» OBJECTIVE 1:
In the records, rewrite the lines from the one holding "Where in the photo above do you see the wooden" through the one holding "[608,557,888,831]", inclusive, so that "Box:" becomes "Region:". Leave everything else in those lines unchanged.

- Official series poster
- Original title: เลือดนายลมหายใจฉัน
- Based on: My Golden Blood (เลือดนายลมหายใจฉัน) by Dawin (ดวินทร์)
- Written by: Issaraporn Kuntisuk; Sorawit Muangkaew; Kanokphan Ornrattanasakul; Piangpaitoon Satrawaha; Natthakit Fungcharoen; Arpaphan Saksiriwatekul;
- Directed by: Saroj Kunatanad
- Starring: Way-ar Sangngern; Gawin Caskey;
- Country of origin: Thailand
- Original language: Thai
- No. of episodes: 12

Production
- Producers: Noppharnach Chaiyahwimhon; Rabob Pokanngaen;
- Cinematography: Nattapong Pakdeesri
- Editor: Karn Sukkasit
- Running time: 48 minutes
- Production companies: GMMTV; Matching Max Solutions;

Original release
- Network: GMM 25
- Release: March 12 – May 28, 2025

= My Golden Blood =

2025 Thai television series

My Golden Blood (เลือดนายลมหายใจฉัน; ) is a 2025 Thai fantasy television series based on the novel of the same name. It was broadcast every Sunday from 20:50 to 21:45 (ICT) on MCOT HD, while the uncut version was shown on Line TV at midnight of the same day. The series consisted of a total of 12 episodes and premiered on 15 May 2025 until 31 July 2025. It stars Way-Ar Sangngern (Joss) and Gawin Caskey, and is directed by Saroj Kunatanad, and produced by GMMTV and Matching Max Solutions. The series was announced at the GMMTV UP&ABOVE PART1 event on 17 October 2023. The series premiered on GMM 25 on March 12, 2025.

(Entries for bounding box labeling)
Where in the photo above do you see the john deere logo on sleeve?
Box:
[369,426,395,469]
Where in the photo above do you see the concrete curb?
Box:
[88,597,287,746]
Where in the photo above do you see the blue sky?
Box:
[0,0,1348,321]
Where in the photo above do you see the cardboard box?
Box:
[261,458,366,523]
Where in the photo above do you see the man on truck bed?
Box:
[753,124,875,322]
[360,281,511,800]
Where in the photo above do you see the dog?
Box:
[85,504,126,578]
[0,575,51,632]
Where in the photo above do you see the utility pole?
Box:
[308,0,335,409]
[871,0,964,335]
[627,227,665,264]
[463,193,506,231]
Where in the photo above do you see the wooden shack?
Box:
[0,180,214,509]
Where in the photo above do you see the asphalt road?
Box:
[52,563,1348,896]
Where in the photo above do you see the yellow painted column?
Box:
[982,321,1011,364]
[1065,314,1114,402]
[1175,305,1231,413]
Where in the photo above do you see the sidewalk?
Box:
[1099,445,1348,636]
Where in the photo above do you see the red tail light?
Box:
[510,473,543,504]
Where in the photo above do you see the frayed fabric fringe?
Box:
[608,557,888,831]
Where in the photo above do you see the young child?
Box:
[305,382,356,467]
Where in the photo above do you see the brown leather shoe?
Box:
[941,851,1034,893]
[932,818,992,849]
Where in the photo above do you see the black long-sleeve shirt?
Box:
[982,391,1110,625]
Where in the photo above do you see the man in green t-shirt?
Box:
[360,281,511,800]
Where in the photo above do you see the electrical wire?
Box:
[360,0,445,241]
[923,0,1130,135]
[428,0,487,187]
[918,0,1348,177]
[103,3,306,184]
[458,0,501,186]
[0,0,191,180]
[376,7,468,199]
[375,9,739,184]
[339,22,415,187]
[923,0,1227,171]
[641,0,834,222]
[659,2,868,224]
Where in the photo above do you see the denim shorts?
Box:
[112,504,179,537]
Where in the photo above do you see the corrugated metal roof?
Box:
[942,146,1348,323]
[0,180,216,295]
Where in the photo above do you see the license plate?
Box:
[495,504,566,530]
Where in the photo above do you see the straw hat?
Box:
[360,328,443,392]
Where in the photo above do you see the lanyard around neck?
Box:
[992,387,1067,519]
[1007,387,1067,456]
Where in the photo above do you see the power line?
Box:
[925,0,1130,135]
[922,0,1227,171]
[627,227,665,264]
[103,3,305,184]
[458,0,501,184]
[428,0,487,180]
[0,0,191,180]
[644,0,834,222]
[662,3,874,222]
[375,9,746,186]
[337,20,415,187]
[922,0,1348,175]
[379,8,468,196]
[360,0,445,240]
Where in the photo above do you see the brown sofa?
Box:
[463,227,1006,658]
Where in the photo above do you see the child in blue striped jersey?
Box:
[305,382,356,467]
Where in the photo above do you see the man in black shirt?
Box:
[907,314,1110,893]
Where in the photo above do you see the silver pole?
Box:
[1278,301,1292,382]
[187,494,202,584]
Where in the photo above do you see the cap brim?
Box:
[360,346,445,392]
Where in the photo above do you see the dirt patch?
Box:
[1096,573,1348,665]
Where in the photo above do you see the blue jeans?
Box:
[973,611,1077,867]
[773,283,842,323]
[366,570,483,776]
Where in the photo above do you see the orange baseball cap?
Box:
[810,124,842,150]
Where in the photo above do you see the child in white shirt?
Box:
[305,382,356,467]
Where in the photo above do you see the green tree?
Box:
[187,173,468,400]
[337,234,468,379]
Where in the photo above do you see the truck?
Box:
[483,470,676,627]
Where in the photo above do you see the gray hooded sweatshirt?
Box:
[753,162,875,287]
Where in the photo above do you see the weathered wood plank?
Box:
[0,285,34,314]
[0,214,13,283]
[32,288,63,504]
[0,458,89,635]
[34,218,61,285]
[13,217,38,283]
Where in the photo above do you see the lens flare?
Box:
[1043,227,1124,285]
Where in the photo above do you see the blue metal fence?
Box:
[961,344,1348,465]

» OBJECTIVE 2:
Extend the article on the Thai series My Golden Blood past its final sentence.

» EXERCISE RESPONSE 1:
Where in the photo above do you see the wooden shack?
Region:
[0,180,214,509]
Where in the photo above do you see the asphalt road?
Region:
[52,563,1348,896]
Where in the photo above do you see the yellow painted column?
Region:
[982,321,1011,364]
[1065,314,1114,402]
[1175,305,1231,413]
Where in the photo above do you see the sidewalk?
Region:
[1099,445,1348,636]
Where in the photo above do you see the red tail light?
Region:
[510,473,543,504]
Where in the photo above do you see the frayed fabric fringe?
Region:
[608,557,888,831]

» EXERCISE RESPONSE 2:
== Synopsis ==
Before he meets Tong, who gives him a reason to live, Mark, a vampire, has been searching for the meaning of existence for decades. But vampires can't resist Tong's rare and potent blood, so in addition to keeping Tong safe from other vampires, Mark must battle his own urge and balance instinct and love.

== Cast and characters ==
=== Main ===
Source:
- Way-Ar Sangngern (Joss) as Mark Amarittrakul / Mark Jensen
- Gawin Caskey (Fluke) as Tong

=== Supporting ===
- Apasiri Nitibhon (Um) as Thara Amarittrakul
- Tanutchai Wijitvongtong (Mond) as Nakan Amarittrakul
- Trai Nimtawat (Neo) as Tonkla (Tong's friend)
- Janya Thanasawangkul (Ya) as Wan
- Panadda Ruangwut as Nuan
- Napapat Sattha-atikom (Chelsea) as Pupae (Basketball team manager)
- Chayapol Jutamas (AJ) as Dome (Basketball player)

=== Guest ===
- Dante Armando Williams as young Tong (Uncredited) (Ep. 1)
- Saranbhorn Praditsan (Merview) as Meena (Uncredited) (Ep. 1)
- Singha Luangsuntorn as Navin (Uncredited) (Ep. 12)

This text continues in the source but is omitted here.